Top of Extracted material

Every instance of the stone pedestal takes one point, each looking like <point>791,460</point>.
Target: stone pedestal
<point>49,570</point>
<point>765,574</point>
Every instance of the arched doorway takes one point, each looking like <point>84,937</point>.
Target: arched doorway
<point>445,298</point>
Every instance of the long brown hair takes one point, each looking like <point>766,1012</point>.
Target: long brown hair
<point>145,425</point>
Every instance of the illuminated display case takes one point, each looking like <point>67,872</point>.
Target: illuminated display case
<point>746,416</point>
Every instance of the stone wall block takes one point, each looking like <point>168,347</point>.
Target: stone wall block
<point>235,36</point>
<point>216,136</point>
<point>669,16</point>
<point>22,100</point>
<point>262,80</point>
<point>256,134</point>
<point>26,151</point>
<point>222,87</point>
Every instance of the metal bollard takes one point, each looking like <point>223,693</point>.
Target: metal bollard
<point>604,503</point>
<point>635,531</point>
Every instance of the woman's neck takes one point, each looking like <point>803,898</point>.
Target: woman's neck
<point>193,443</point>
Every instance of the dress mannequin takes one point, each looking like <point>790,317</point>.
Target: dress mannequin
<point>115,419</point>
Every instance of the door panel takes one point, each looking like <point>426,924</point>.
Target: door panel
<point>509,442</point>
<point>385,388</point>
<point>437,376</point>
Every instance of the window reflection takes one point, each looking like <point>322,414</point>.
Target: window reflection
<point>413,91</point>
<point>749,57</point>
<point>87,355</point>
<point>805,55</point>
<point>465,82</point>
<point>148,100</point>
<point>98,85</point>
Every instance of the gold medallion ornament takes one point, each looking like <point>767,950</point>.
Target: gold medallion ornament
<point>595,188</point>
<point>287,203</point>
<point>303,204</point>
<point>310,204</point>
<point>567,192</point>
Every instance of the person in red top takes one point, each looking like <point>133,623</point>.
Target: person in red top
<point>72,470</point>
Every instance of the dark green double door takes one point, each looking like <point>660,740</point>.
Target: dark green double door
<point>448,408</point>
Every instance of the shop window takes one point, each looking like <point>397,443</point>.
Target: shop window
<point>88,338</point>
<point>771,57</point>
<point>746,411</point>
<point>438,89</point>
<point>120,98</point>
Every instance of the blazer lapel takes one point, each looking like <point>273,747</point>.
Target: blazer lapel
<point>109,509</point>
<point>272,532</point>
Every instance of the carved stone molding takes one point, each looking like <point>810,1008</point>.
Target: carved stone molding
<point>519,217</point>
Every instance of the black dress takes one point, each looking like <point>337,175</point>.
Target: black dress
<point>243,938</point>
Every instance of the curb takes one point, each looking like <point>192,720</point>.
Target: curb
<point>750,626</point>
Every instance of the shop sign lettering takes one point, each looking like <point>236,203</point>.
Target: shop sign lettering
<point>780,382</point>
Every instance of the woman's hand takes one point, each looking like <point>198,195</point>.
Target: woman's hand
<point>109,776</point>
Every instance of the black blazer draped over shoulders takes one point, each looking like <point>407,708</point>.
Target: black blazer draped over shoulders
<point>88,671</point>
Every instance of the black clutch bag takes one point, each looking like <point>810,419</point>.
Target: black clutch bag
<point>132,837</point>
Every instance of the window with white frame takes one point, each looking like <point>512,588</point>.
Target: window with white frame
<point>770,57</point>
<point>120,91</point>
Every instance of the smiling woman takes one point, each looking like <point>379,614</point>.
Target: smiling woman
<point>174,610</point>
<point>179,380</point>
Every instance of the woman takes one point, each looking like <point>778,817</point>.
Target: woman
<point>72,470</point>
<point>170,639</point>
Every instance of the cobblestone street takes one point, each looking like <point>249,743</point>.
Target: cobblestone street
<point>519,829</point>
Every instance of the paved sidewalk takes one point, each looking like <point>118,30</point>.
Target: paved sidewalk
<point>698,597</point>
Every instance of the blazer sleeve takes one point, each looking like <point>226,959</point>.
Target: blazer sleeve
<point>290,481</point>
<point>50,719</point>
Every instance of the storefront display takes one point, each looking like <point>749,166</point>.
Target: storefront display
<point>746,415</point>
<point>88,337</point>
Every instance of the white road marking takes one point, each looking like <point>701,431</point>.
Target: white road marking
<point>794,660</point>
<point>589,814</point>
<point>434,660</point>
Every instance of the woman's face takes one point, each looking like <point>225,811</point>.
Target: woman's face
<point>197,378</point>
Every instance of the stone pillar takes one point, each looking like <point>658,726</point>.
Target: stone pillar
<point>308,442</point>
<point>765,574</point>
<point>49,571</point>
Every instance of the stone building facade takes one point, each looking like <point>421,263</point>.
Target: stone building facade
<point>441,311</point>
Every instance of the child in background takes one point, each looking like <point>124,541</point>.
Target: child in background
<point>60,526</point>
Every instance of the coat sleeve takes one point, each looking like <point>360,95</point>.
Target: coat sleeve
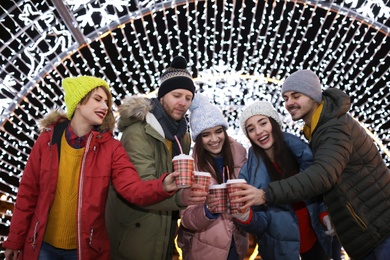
<point>259,222</point>
<point>130,186</point>
<point>333,147</point>
<point>140,148</point>
<point>27,197</point>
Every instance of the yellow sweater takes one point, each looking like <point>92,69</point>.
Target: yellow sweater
<point>61,229</point>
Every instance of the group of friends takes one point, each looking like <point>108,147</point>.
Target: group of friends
<point>86,195</point>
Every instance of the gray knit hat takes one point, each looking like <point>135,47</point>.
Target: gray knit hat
<point>204,115</point>
<point>305,82</point>
<point>258,108</point>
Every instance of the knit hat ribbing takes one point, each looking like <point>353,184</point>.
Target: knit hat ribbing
<point>305,82</point>
<point>77,88</point>
<point>176,77</point>
<point>204,115</point>
<point>259,108</point>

Bottom of Extracted material

_Problem description_
Give the entries above again exactly, minus their pictures.

_Answer to the problem_
Every instance of the stone pedestal takes one point, each looking like <point>791,460</point>.
Target: stone pedestal
<point>49,570</point>
<point>765,574</point>
Every instance of the arched doorway takes one point, each looking like <point>84,937</point>.
Target: arched doorway
<point>445,298</point>
Every instance of the long brown hair takes one point, each looking like <point>766,1012</point>.
Target: long brown hair
<point>145,425</point>
Every instance of the illuminated display case takes one point, each looking like <point>67,872</point>.
Target: illuminated display case
<point>746,416</point>
Every instance of the stone wall block takes one point, each looking like <point>168,347</point>.
Target: stone wall block
<point>235,36</point>
<point>216,136</point>
<point>669,16</point>
<point>22,100</point>
<point>262,80</point>
<point>256,134</point>
<point>26,151</point>
<point>222,87</point>
Every instance of the metal bollard takes one point, each looking like <point>223,693</point>.
Target: metal bollard
<point>604,503</point>
<point>635,531</point>
Every instance of the woman's neck takes one point, each looking like <point>803,898</point>.
Target: woman's neck
<point>193,443</point>
Every instance of the dress mannequin takes one point, each looking like <point>790,317</point>.
Target: dress mannequin
<point>115,419</point>
Every instance of the door panel takes one point, each looking like <point>426,924</point>.
Target: door panel
<point>509,442</point>
<point>385,388</point>
<point>437,376</point>
Every instance of the window reflection takes one point, each looking like <point>322,414</point>.
Target: window reflection
<point>413,91</point>
<point>749,57</point>
<point>87,355</point>
<point>805,55</point>
<point>465,82</point>
<point>148,100</point>
<point>98,85</point>
Every instance of the gold medallion ornament takes one point, each looking like <point>767,950</point>.
Target: gold medallion ornament
<point>595,188</point>
<point>287,203</point>
<point>303,204</point>
<point>310,204</point>
<point>567,192</point>
Every instance of the person in red top takes one point, each looking like <point>133,623</point>.
Target: person in red top
<point>72,470</point>
Every instance of the dark green double door takes one point, each looking like <point>660,740</point>.
Target: dark green double door
<point>448,408</point>
Every instance of the shop window takes one point, each looking like <point>397,443</point>.
Target: shop window
<point>88,338</point>
<point>771,57</point>
<point>746,411</point>
<point>438,89</point>
<point>120,98</point>
Every instance of the blazer lapel takes one point, each looking like <point>273,747</point>.
Target: blazer lapel
<point>109,509</point>
<point>272,532</point>
Every instance of the carved stone molding takes one point, each looking like <point>810,1008</point>.
Target: carved stone molding
<point>519,217</point>
Every instance of the black dress takes one point, each looking like <point>337,175</point>.
Target: black dress
<point>243,938</point>
Every instance of the curb takes one point, each looking like <point>192,720</point>.
Target: curb
<point>750,626</point>
Every instance of the shop sign lettering takes one point, each looking like <point>236,203</point>.
Target: shop sign lettering
<point>780,382</point>
Every instance of the woman's hand takes one point, each looking like <point>198,195</point>.
Target: woman's hand
<point>109,776</point>
Every instance of the black blazer draped over shoulders takes one point, each looking like <point>407,708</point>.
Target: black blazer draped over shoulders
<point>88,671</point>
Every instance of the black clutch bag takes one point, each looking like <point>810,419</point>.
Target: black clutch bag
<point>132,837</point>
Every instance of the window with white frame takes one point, each looking like <point>512,588</point>.
Target: window with white frame
<point>770,57</point>
<point>120,91</point>
Every instance of the smiling woman takes one point, each looking like <point>379,614</point>.
Target: smiling woman
<point>174,610</point>
<point>179,380</point>
Every instance of the woman takes one point, each looking like <point>778,817</point>.
Target: woman
<point>72,470</point>
<point>170,639</point>
Every instance of the cobblestone street takes one point, each looking like <point>249,743</point>.
Target: cobblestone street
<point>519,829</point>
Every instance of the paved sidewalk takes one point, each looking like <point>118,30</point>.
Target: paved sidewalk
<point>698,597</point>
Every instance of the blazer sleeve takes one point, each looking like <point>226,959</point>.
Target: blazer sleeve
<point>290,481</point>
<point>50,719</point>
Every instance of the storefront display takes one point, each looking like <point>749,166</point>.
Target: storefront display
<point>746,415</point>
<point>88,337</point>
Every instance of the white road marking takes one point, each looking like <point>701,431</point>.
Target: white road marking
<point>794,660</point>
<point>589,814</point>
<point>434,660</point>
Every instance of the woman's face takes one point, each looking like <point>225,811</point>.
Target: woman's face
<point>197,378</point>
Every instance of the stone pillar takes one point, each looking like <point>658,726</point>.
Target: stone pillar
<point>308,442</point>
<point>765,574</point>
<point>49,571</point>
Every instance of the stone building facade takes one point, each looking like <point>421,263</point>.
Target: stone building facade
<point>441,311</point>
Every instance of the child in background takes one point, each looking like <point>124,541</point>.
Target: child in background
<point>60,526</point>
Every instance of the coat sleeve takes one point, each looking like <point>360,95</point>.
Target: coat sleeve
<point>259,222</point>
<point>130,186</point>
<point>333,147</point>
<point>140,148</point>
<point>27,197</point>
Every instance of the yellow sweater takes one point, each looking like <point>92,69</point>.
Target: yellow sweater
<point>61,229</point>
Every instance of the group of friends takes one point, each looking like <point>108,147</point>.
Target: group of friends
<point>86,195</point>
Every instance of the gray knit hat takes one point, each looking like <point>135,47</point>.
Target: gray knit hat
<point>204,115</point>
<point>305,82</point>
<point>258,108</point>
Every instance of the knit hat ribbing takes one point, each looking like <point>353,184</point>.
Target: knit hat ribbing
<point>305,82</point>
<point>77,88</point>
<point>176,77</point>
<point>204,115</point>
<point>259,108</point>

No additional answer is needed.